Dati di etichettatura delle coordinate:
:::::

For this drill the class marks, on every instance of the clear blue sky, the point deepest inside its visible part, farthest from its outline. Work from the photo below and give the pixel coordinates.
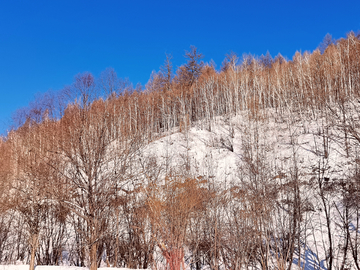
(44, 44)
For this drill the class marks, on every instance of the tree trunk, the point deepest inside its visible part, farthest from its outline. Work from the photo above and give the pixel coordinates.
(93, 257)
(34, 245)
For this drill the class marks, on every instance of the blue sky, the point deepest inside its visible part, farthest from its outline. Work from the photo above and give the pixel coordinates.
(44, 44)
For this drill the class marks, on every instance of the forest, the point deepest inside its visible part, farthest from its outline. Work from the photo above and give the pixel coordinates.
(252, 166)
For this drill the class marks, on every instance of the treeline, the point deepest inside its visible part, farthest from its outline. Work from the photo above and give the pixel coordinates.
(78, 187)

:::::

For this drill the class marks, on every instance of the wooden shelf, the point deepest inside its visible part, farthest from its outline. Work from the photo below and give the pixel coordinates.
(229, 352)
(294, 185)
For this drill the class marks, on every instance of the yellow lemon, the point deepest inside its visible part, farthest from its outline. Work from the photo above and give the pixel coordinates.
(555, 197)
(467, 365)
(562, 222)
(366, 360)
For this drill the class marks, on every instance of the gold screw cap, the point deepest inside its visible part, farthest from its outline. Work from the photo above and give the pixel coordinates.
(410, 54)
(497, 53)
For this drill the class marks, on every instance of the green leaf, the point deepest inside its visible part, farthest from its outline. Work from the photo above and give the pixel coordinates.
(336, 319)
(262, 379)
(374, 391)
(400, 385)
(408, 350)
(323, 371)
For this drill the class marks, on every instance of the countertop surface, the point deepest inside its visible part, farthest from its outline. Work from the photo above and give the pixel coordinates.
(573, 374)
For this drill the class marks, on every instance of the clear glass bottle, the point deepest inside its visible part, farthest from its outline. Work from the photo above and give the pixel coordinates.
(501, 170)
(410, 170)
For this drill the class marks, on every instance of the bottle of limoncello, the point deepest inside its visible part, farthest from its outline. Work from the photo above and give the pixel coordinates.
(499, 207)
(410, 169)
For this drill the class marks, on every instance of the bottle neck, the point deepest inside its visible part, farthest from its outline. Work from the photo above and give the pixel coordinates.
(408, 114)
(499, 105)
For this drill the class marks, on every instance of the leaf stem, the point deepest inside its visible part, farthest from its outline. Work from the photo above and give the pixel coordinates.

:::::

Indica quante righe delle voci contengono la parola "trunk". Rispondi solo con il numero.

▶ _SOLUZIONE DEL COMPITO_
1